Stored data entries
········

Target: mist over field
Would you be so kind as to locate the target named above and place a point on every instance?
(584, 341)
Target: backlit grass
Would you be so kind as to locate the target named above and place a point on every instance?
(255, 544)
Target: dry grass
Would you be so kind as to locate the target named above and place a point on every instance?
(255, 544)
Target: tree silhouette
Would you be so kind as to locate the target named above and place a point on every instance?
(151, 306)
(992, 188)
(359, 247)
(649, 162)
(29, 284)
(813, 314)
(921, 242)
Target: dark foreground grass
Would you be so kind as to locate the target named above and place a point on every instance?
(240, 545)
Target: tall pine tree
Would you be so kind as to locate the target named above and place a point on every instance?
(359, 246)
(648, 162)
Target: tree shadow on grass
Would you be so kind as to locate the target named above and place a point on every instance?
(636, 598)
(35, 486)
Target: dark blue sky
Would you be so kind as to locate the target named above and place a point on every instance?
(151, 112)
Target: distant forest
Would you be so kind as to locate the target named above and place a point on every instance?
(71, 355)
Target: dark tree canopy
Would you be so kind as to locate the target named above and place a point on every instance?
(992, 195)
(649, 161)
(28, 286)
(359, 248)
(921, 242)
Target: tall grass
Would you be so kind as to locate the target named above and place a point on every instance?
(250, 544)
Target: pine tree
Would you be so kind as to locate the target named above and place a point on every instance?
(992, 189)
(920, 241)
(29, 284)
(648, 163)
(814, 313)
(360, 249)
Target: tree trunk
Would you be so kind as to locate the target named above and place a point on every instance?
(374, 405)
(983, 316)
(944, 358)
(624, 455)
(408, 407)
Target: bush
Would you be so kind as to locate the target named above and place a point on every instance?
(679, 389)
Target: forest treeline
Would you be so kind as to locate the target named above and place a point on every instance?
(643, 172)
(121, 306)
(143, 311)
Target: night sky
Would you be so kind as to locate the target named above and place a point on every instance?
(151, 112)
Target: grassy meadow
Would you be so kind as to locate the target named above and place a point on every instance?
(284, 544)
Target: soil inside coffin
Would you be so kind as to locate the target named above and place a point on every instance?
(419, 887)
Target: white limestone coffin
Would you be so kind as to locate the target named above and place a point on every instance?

········

[WHAT YOU ARE ASKED TO DO]
Produce only the lines from the line containing "Target: tree silhouette" through the line containing "Target: distant forest", inclusive of both, exactly as they stand in the entries above.

[REPLY TO THE EXERCISE]
Target: tree silhouette
Would you be so kind as to locate the target named above and place a point on every instance?
(151, 306)
(992, 188)
(359, 247)
(649, 162)
(29, 284)
(813, 314)
(921, 242)
Target: dark foreground grass
Would you be so kind as to locate the target named above and place a point on every instance?
(240, 545)
Target: tall pine tree
Would you be so kind as to locate the target named above and place a point on every instance?
(359, 246)
(648, 162)
Target: tree shadow on grass
Would you be so kind as to locate the target named above and place a point on every instance?
(636, 598)
(35, 486)
Target: dark blue sky
Would you be so kind as to locate the target named above and place a point on every instance?
(151, 112)
Target: distant forest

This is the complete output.